» **Passage to read**:

Sekhar Bandyopadhyay is Emeritus Professor of History at Victoria University in Wellington, he is also founding Director of the New Zealand India Research Institute.
“India has signed numerous FTA’s and is negotiating more at present, and Delhi is realising they can’t avoid FTA’s – but these aren’t blanket agreements, they are very targeted to selected products, often regarding goods that aren’t produced in India.”
“I’ve always felt India is not comfortable with blanket agreements as there is a strong opposition to opening the agricultural market. But NZ could easily avoid those roadblocks and look at other sectors of mutual benefit. I think NZ needs to convince India of the value proposition in those areas , and New Zealand has to be very clear what it wants in its negotiations with India ."
"The other thing is that there are other aspects of the relationship – I think NZ needs to look carefully at what it can offer, because there will have to be a quid pro quo."
“For example if you look at the Australian FTA, Australia has made concessions on immigration regarding students , being given work permits after their education, and offering 1000 working holiday positions to India every year."
"New Zealand needs to think seriously about that kind of concession if it wants to progress the free trade agenda."
“Forty percent of India's population is now under 25, and a major problem is educated youth unemployment. India would like to see more young people going overseas to gain experience, and further education."
Dr Hongzhi Gao is Associate Professor in International Business at the School of Marketing and International Business at Victoria University of Wellington.
“New Zealand’s relationship with India is tricky, and while New Zealand has had some success with China as a trade partner, the situation with India is very different.
“Its a good diversification from China , but India is a different kind of market and a different kind of government.
“China is authoritarian, which means things can happen quickly in the economy, but India is a democracy, and there are other challenges which mean things maybe don’t move as fast.”
“Now, I’m no fan of authoritiarian regimes, but often countries with very strong centralisation do better in the trade space as they move fast, build infrastructure, develop industries, that sort of thing. Vietnam is a good example”
“We have to look at how India will perform in the future, but you could argue that countries in South East Asia are able to replicate the Chinese economic success far more easily than India can. China is rising partly because its close to Japan, South Korea and so on, and culturally there are similarities. But India has somehow break that bond, and it has the opportunity with nations in the Asia-Pacific like New Zealand”

Stored records:
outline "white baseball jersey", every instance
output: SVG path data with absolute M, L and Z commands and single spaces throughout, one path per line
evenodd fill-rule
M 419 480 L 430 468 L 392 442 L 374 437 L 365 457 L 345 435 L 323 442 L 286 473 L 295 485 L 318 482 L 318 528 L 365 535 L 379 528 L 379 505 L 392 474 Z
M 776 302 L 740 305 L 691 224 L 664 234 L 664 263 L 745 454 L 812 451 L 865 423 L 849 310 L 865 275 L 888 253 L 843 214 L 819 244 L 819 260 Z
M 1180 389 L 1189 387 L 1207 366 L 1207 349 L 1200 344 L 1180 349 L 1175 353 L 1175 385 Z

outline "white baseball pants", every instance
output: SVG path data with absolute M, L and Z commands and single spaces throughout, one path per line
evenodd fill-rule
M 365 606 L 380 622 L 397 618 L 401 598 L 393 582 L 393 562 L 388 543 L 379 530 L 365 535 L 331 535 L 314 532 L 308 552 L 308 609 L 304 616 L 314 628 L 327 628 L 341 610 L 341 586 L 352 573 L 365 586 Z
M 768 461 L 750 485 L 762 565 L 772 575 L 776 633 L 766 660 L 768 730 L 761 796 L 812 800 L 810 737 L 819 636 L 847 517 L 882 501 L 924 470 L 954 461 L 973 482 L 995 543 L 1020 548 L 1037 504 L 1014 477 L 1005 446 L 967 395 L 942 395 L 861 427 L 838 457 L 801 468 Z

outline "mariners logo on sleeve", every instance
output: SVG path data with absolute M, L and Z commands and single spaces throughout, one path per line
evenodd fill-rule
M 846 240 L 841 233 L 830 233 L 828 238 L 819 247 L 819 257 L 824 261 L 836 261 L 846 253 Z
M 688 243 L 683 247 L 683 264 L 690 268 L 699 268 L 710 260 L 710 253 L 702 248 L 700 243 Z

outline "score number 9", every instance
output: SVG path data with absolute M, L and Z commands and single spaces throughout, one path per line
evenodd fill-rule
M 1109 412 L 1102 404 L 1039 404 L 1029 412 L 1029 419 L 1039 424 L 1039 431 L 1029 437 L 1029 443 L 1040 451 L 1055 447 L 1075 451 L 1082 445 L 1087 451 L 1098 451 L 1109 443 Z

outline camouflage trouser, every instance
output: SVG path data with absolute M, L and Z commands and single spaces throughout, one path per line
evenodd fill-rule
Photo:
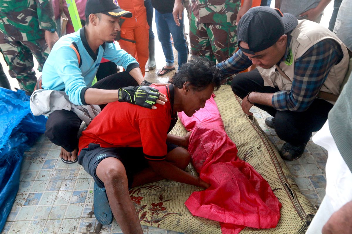
M 10 67 L 10 75 L 17 79 L 21 89 L 31 95 L 37 82 L 33 55 L 38 61 L 38 71 L 41 72 L 50 52 L 45 39 L 8 41 L 0 43 L 0 49 Z
M 198 22 L 192 13 L 189 23 L 192 55 L 204 56 L 214 62 L 227 59 L 237 49 L 237 29 L 230 22 Z

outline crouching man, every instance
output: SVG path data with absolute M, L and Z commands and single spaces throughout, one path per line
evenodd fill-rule
M 111 223 L 112 211 L 124 233 L 142 234 L 129 188 L 164 178 L 209 187 L 184 171 L 190 157 L 179 146 L 188 146 L 189 134 L 180 137 L 168 133 L 177 120 L 176 112 L 190 116 L 203 108 L 220 79 L 209 60 L 195 58 L 182 66 L 172 85 L 156 87 L 166 95 L 169 101 L 165 105 L 151 110 L 112 102 L 83 131 L 78 162 L 95 181 L 94 212 L 99 222 Z

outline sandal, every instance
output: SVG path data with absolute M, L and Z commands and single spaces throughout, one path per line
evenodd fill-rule
M 109 205 L 105 188 L 100 188 L 94 183 L 93 208 L 96 220 L 103 225 L 108 225 L 112 222 L 112 212 Z
M 67 163 L 68 164 L 71 164 L 71 163 L 74 163 L 78 160 L 78 156 L 77 156 L 76 157 L 76 159 L 73 160 L 73 161 L 69 161 L 68 160 L 65 160 L 63 158 L 61 158 L 61 160 L 62 161 L 65 163 Z
M 157 74 L 158 74 L 158 75 L 159 76 L 161 76 L 162 75 L 164 75 L 165 74 L 166 74 L 166 73 L 168 73 L 169 72 L 170 72 L 170 71 L 173 71 L 173 70 L 175 70 L 175 69 L 176 69 L 175 68 L 173 67 L 172 68 L 170 68 L 169 69 L 168 69 L 168 68 L 165 68 L 165 67 L 163 67 L 163 69 L 161 69 L 161 71 L 159 71 L 159 72 L 158 72 L 158 73 L 157 73 Z M 165 72 L 164 72 L 164 74 L 161 74 L 160 73 L 160 72 L 162 72 L 163 71 L 165 71 Z

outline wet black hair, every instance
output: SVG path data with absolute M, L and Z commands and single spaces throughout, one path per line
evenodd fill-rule
M 215 90 L 220 86 L 221 76 L 214 63 L 208 59 L 194 56 L 184 63 L 172 77 L 172 82 L 178 88 L 182 88 L 186 82 L 196 91 L 202 91 L 209 85 Z

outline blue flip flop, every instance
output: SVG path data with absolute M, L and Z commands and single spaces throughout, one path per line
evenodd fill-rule
M 93 196 L 94 214 L 98 221 L 103 225 L 108 225 L 112 222 L 113 215 L 105 188 L 100 188 L 94 183 Z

» **Assigned task 1**:
Do the following statements agree with the commentary on New Zealand–India trade? Answer yes or no for each, and quote the words from the commentary that decide it.
(a) Sekhar Bandyopadhyay is founding Director of the New Zealand India Research Institute.
(b) Under its FTA, Australia offers 1000 working holiday positions to India every year.
(c) Hongzhi Gao describes India as authoritarian.
» **Assigned task 2**: According to the commentary on New Zealand–India trade, what share of India's population is now under 25?
» **Assigned task 3**: From the commentary on New Zealand–India trade, quote the passage that begins at the words "Dr Hongzhi Gao" and stops after the words "University of Wellington.".

» **Answer box 1**:
(a) Yes: "he is also founding Director of the New Zealand India Research Institute"
(b) Yes: "offering 1000 working holiday positions to India every year"
(c) No: "India is a democracy"

» **Answer box 2**: Forty percent.

» **Answer box 3**:
Dr Hongzhi Gao is Associate Professor in International Business at the School of Marketing and International Business at Victoria University of Wellington.